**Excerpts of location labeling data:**
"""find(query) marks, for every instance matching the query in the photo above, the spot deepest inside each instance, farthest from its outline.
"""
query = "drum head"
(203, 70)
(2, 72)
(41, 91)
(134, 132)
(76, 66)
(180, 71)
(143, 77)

**SHORT TASK:** Copy the records above exactly.

**FINAL RESULT:**
"""find(query) marks, for every instance matching the query in the photo above, the spot deepest inside each instance, farthest from its outline.
"""
query = "drum head"
(203, 70)
(2, 72)
(41, 91)
(134, 132)
(76, 66)
(180, 71)
(143, 77)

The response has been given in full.